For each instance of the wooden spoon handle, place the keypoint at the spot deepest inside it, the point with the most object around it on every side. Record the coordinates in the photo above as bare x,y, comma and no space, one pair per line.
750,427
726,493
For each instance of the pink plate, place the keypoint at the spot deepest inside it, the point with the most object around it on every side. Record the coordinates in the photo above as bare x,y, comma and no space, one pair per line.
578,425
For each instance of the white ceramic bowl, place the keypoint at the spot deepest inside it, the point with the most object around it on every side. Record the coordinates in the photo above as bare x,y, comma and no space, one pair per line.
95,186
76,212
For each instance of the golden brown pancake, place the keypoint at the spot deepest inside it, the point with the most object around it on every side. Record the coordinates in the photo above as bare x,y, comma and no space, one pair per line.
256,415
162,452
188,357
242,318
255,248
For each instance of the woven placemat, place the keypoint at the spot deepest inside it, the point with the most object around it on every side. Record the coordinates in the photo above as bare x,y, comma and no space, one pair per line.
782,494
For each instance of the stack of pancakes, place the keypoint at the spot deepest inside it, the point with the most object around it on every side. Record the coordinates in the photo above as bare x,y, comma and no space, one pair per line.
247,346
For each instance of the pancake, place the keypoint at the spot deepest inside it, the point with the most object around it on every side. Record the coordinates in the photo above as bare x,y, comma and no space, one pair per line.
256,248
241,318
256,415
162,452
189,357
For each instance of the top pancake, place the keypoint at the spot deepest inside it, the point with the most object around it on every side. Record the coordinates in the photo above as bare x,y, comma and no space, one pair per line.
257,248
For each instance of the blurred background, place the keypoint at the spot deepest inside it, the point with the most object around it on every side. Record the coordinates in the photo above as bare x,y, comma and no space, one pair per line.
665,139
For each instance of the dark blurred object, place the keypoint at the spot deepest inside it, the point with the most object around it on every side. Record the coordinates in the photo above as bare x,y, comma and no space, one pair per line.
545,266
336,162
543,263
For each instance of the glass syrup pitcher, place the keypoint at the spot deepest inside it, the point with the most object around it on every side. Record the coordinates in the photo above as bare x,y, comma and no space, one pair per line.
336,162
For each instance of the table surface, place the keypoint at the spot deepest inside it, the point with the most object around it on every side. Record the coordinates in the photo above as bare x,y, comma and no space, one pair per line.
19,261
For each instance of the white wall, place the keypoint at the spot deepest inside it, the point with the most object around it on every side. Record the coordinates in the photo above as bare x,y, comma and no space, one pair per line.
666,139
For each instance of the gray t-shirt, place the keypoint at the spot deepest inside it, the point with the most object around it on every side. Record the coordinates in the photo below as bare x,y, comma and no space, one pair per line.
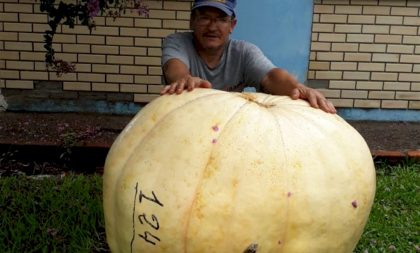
242,64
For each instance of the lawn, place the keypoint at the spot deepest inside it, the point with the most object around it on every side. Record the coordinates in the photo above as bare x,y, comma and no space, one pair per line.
54,214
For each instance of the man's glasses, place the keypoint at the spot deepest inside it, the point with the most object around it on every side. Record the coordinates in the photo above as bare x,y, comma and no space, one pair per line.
206,20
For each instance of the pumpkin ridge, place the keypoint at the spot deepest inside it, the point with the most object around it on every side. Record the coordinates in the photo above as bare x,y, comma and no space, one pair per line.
199,185
286,158
121,138
151,130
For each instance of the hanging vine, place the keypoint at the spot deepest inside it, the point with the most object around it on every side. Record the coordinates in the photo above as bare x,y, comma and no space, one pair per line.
84,11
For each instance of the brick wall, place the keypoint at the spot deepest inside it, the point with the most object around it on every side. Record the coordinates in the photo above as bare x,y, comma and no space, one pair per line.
119,56
366,53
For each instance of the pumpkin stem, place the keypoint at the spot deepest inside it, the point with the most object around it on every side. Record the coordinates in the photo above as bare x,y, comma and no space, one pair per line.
252,98
251,248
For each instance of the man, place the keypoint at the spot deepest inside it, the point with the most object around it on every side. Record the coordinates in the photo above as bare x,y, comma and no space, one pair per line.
208,58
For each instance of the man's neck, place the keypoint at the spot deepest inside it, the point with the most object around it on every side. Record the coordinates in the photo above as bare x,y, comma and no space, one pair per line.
211,57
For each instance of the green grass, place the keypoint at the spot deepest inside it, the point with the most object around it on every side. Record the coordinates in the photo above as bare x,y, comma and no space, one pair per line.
394,223
51,215
65,214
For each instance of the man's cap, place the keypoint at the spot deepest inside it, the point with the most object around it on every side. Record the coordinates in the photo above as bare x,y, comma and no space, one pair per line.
227,6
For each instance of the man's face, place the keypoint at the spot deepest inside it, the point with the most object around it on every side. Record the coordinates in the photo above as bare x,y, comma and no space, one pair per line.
211,28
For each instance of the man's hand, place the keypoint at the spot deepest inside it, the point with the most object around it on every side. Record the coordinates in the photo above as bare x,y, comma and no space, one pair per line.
279,82
314,97
186,83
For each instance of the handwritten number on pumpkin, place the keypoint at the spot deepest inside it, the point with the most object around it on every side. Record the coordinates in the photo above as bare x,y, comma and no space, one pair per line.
154,223
146,235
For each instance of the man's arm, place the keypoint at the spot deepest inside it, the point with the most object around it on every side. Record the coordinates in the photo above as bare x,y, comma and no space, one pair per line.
178,78
279,82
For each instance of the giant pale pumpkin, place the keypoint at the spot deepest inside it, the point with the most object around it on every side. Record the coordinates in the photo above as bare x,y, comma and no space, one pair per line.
212,171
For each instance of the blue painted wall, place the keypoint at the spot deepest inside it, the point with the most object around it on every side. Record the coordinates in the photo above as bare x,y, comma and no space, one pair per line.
281,28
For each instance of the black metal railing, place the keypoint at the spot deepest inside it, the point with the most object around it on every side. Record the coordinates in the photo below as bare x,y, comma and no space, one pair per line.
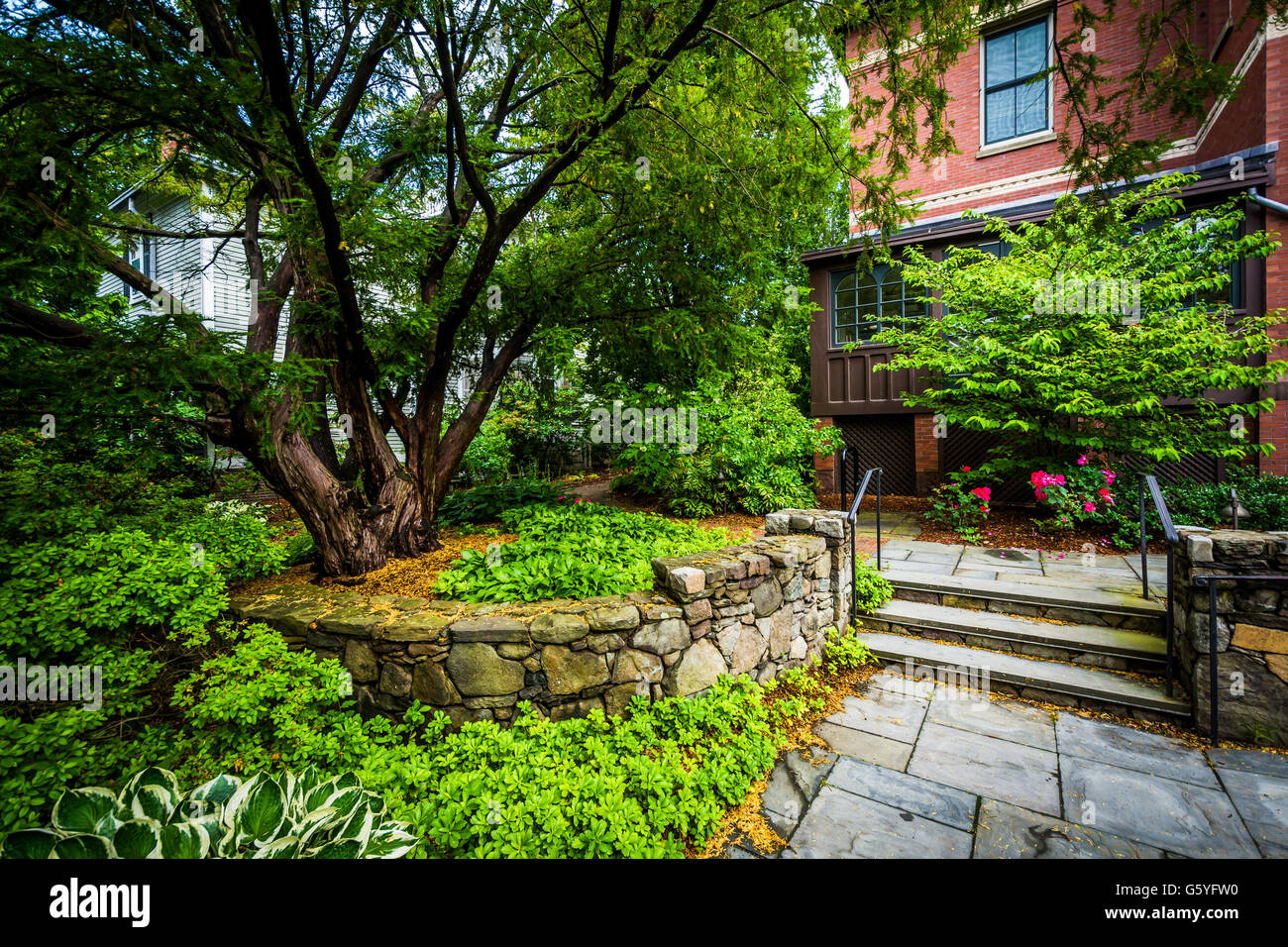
840,476
1164,517
1210,582
851,517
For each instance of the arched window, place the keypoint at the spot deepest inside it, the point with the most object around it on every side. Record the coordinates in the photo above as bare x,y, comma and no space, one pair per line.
866,303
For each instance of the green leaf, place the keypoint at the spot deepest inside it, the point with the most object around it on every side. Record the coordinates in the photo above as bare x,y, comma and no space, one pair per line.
31,843
80,810
184,840
138,838
84,847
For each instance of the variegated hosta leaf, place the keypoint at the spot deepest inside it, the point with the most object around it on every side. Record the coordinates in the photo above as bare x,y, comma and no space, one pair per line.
154,801
389,843
31,843
322,821
342,848
82,847
263,813
80,810
359,826
184,840
218,789
153,776
138,838
279,848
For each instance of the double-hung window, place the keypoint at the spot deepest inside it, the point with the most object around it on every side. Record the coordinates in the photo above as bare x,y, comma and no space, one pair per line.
866,303
1017,95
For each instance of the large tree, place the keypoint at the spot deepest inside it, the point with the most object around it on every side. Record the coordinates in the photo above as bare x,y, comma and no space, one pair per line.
424,149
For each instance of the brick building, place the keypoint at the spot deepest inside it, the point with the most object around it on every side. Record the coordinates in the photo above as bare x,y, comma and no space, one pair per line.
1010,166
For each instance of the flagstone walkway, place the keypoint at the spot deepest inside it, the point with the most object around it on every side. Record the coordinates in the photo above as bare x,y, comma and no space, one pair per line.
923,770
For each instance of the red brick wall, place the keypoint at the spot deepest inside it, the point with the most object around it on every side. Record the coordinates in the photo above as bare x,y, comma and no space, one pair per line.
1239,125
1273,428
926,453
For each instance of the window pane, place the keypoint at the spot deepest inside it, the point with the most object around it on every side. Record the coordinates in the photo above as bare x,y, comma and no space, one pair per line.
1030,108
1000,59
1030,50
1000,115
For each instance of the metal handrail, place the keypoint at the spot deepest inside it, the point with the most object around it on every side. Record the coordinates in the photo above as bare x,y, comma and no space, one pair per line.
841,476
1164,517
1211,581
854,540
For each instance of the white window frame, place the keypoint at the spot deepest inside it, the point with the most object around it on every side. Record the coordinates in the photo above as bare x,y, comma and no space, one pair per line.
1046,134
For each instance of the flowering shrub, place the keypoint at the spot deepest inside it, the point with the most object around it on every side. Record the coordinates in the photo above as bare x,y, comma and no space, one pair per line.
958,506
1082,493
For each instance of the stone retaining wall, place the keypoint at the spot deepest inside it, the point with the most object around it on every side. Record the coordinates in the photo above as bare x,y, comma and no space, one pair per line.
756,608
1252,631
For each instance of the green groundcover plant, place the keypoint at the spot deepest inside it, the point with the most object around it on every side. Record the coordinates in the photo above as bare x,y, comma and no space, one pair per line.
754,450
575,549
652,784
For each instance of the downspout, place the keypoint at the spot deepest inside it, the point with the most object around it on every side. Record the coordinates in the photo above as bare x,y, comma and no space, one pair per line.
1266,202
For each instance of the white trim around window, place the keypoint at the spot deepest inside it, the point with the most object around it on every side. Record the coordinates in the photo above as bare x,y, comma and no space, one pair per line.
1046,134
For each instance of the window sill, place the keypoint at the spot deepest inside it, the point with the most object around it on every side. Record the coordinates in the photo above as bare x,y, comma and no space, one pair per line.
1016,144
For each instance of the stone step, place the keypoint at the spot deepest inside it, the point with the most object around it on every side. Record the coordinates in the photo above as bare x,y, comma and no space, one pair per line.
1042,598
1033,678
1086,644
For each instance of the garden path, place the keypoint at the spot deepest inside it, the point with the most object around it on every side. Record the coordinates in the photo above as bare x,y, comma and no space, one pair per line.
919,768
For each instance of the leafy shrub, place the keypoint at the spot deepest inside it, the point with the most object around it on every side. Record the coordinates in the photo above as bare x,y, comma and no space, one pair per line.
235,540
54,595
48,746
574,549
591,788
958,505
871,589
52,489
754,451
487,502
250,706
488,457
300,815
1082,492
1263,496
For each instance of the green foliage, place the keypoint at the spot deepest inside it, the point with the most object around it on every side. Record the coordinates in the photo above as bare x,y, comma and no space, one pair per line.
254,705
489,455
958,505
1043,347
487,502
871,589
754,450
55,595
845,652
52,745
574,549
286,815
1263,496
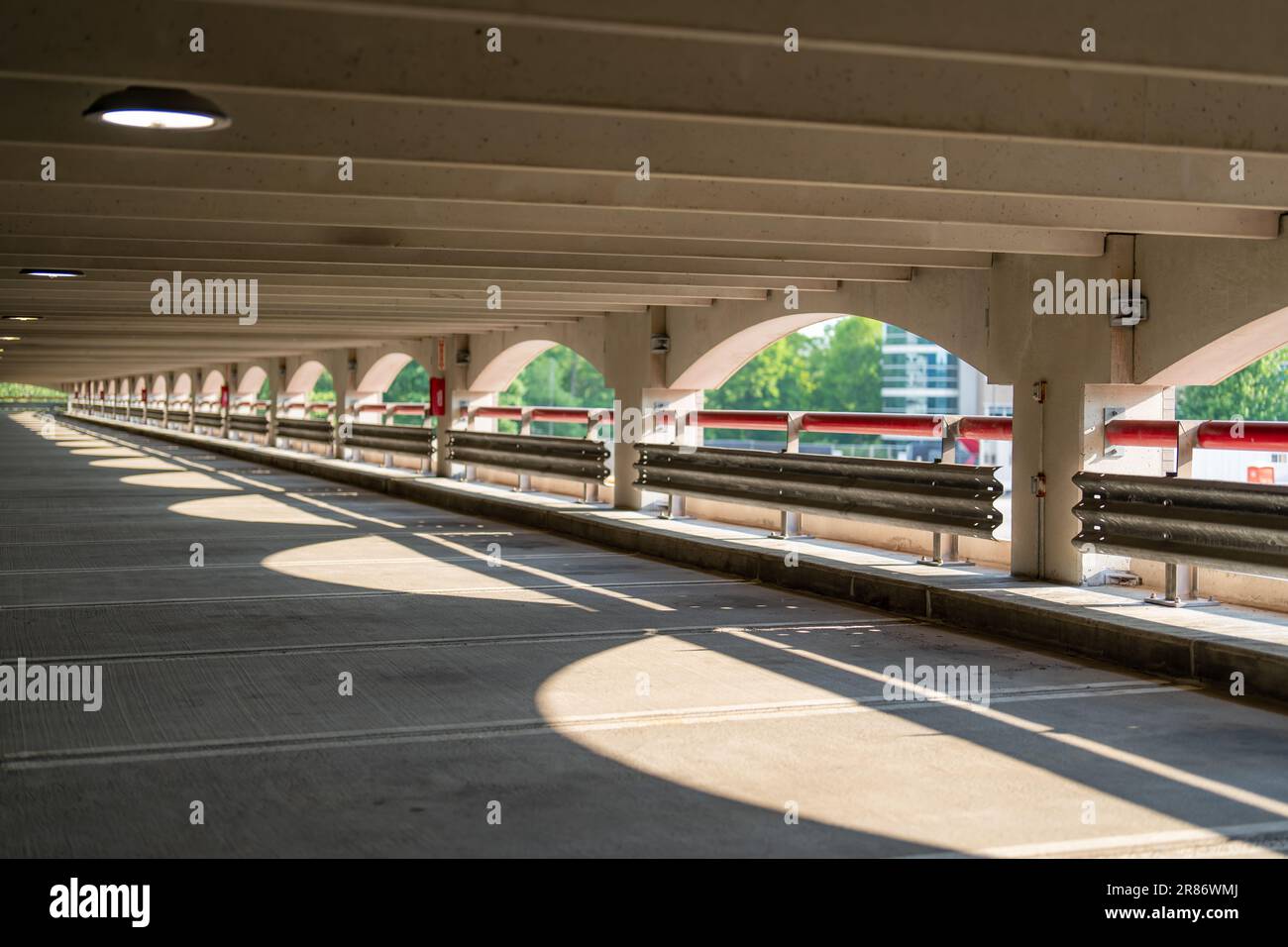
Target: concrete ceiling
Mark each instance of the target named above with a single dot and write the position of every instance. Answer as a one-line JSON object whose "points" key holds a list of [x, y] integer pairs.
{"points": [[518, 167]]}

──────────────────────────────

**Work to do:** Copy the lines starting at the line that contains "For each instance of the garden" and running to the final line of the entries, inclusive; omit all pictures.

**The answer:**
For each instance of the garden path, place the keypoint at the spot deepest inside it, the point with the most object around it on every side. Record the coordinates in the photo above as bare x,y, comma and no space, one pair per line.
919,768
For each instance of the leafy shrub, place the keypoint at the spot deepest inside it, the point with the most object around it on every side. Record the coordinates in the photo above as bare x,y, comma and no space, one pair per line.
235,540
54,595
48,746
574,549
591,788
958,505
871,589
52,489
754,451
487,502
250,706
488,457
300,815
1082,492
1263,496
For each instance of the green foliage, place the keypoint at the spot deepest inside it, the point with the most object around it on every side. Record the coordinates in the photo above as bare x,y, comma and no space, one pair per line.
254,705
489,455
958,505
1043,347
487,502
871,589
754,450
55,595
845,652
52,745
574,549
286,815
1263,496
Target: concrete ceiling
Mark each instance of the target named above with a single dot and write the position of every instance. Answer as a one-line JSON object whose "points" key holds a list of [x, y] integer pairs.
{"points": [[518, 167]]}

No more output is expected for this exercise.